• _Goal_: In your copy, include every line of the listing below exactly but none of the pictures.

• _Dataset excerpts_:
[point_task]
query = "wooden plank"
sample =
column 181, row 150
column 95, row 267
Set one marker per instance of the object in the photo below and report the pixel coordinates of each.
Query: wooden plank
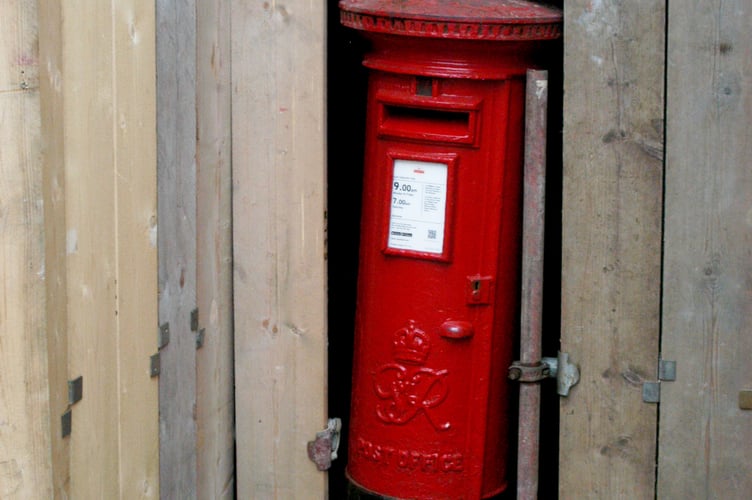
column 215, row 395
column 279, row 242
column 611, row 244
column 100, row 126
column 53, row 157
column 176, row 160
column 705, row 436
column 135, row 170
column 91, row 248
column 25, row 461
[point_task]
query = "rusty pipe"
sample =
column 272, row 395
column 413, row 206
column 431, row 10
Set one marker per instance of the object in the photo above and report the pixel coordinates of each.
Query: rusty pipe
column 533, row 212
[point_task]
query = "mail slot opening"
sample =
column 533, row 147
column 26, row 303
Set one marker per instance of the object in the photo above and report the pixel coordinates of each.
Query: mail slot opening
column 427, row 123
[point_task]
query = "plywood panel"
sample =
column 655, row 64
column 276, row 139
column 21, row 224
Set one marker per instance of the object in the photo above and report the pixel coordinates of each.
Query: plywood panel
column 707, row 314
column 279, row 241
column 135, row 172
column 215, row 395
column 25, row 462
column 611, row 244
column 176, row 126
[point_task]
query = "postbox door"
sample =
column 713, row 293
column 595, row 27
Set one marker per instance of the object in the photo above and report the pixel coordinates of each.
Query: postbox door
column 437, row 297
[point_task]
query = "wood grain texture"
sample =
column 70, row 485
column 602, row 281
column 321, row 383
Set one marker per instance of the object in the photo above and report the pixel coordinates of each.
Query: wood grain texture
column 25, row 461
column 707, row 301
column 611, row 244
column 99, row 133
column 52, row 108
column 279, row 242
column 215, row 395
column 176, row 160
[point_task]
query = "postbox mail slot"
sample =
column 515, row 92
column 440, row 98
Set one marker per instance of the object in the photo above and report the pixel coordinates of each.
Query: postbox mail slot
column 429, row 124
column 446, row 119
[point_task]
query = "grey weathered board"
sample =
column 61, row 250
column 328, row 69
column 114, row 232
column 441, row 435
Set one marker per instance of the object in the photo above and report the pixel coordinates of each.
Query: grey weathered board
column 176, row 162
column 25, row 461
column 705, row 448
column 611, row 244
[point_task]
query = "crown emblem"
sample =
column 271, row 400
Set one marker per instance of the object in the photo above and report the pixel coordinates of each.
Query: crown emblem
column 411, row 345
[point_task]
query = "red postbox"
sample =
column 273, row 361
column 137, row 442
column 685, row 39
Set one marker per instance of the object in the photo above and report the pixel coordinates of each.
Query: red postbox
column 440, row 242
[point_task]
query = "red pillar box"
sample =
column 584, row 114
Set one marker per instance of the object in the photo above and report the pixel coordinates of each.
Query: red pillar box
column 440, row 242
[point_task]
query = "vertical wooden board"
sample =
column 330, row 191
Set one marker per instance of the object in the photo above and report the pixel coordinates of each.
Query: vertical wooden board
column 611, row 244
column 176, row 160
column 91, row 242
column 25, row 466
column 705, row 437
column 133, row 26
column 215, row 395
column 52, row 100
column 278, row 227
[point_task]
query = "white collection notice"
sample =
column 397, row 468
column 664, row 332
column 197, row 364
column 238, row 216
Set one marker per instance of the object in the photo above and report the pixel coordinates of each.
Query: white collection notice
column 416, row 221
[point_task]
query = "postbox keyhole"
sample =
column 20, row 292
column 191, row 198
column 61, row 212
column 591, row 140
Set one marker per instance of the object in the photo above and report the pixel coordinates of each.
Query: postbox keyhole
column 478, row 289
column 423, row 86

• _Solution for this exercise_:
[point_task]
query = "wooden plank"
sample =
column 181, row 150
column 95, row 267
Set one marker per instance of the object in the photo below and report the pixel coordinates of each.
Query: wooden plank
column 215, row 395
column 279, row 242
column 611, row 244
column 100, row 126
column 53, row 157
column 176, row 160
column 705, row 436
column 135, row 170
column 91, row 248
column 25, row 461
[point_task]
query = "rusty pipe"
sample =
column 272, row 395
column 413, row 206
column 431, row 10
Set one marker per instance of the object in the photo above and report the pixel coordinates of each.
Query: rusty pipe
column 533, row 212
[point_task]
query = "mail slot opening"
sample =
column 533, row 147
column 26, row 303
Set one marker per instance of the object in the photo above and report the pixel coordinates of each.
Query: mail slot opening
column 427, row 123
[point_task]
query = "plywood panel"
sample =
column 655, row 64
column 276, row 139
column 21, row 224
Set one marker per instance of the object in the photo above and report the pixel coordinates of each.
Query: plywood panel
column 707, row 314
column 279, row 241
column 135, row 172
column 215, row 395
column 25, row 462
column 611, row 244
column 176, row 126
[point_task]
query = "postbox door"
sample =
column 713, row 293
column 595, row 27
Set one marker per instance of the object in the photo above and report the pixel coordinates of each.
Query: postbox door
column 437, row 297
[point_task]
query = "wood grain texture"
sample =
column 70, row 485
column 602, row 281
column 321, row 383
Set one marker per instance of the object in the photo above and report the pixel coordinates of each.
Query: wood grain texture
column 25, row 461
column 707, row 301
column 611, row 244
column 99, row 133
column 52, row 108
column 279, row 242
column 215, row 395
column 176, row 160
[point_task]
query = "postbox mail slot"
sample =
column 515, row 92
column 440, row 98
Set one marker per instance of the object in the photo above and report the pixel coordinates of each.
Query: postbox mail slot
column 429, row 124
column 446, row 119
[point_task]
query = "grey weathered board"
sample =
column 61, row 250
column 328, row 69
column 114, row 232
column 441, row 435
Set one marker per instance of the object in the photo above and report the pixel coordinates of each.
Query: grey weathered board
column 176, row 162
column 25, row 461
column 705, row 448
column 611, row 244
[point_task]
query = "crown emblem"
sample =
column 271, row 400
Set one marker per instance of the object in the photo above and report the pixel coordinates of each.
Query: crown emblem
column 411, row 345
[point_task]
query = "red postbox"
sample =
column 273, row 361
column 137, row 442
column 685, row 39
Set one marker per instance of the object in the photo above and report the pixel coordinates of each.
Query: red postbox
column 440, row 242
[point_task]
query = "red pillar box"
sample =
column 584, row 114
Set one marker per instance of the object in the photo above and report the pixel coordinates of each.
Query: red pillar box
column 440, row 242
[point_task]
query = "vertical wooden board"
sample =
column 330, row 191
Set one marker per instance of the object in the photo above and report the pixel coordinates of each.
Query: vertical wooden board
column 611, row 244
column 176, row 160
column 91, row 242
column 25, row 466
column 705, row 437
column 133, row 26
column 215, row 395
column 52, row 100
column 278, row 227
[point_task]
query = "white collection notice"
sample =
column 397, row 468
column 664, row 332
column 197, row 364
column 238, row 216
Set one marker per instance of the object in the photo above and report the pixel coordinates of each.
Query: white collection notice
column 416, row 221
[point_task]
query = "postbox keyhole"
sample =
column 20, row 292
column 191, row 198
column 61, row 212
column 591, row 140
Set one marker per instance of the object in the photo above and report the pixel coordinates of each.
Query: postbox keyhole
column 478, row 289
column 423, row 86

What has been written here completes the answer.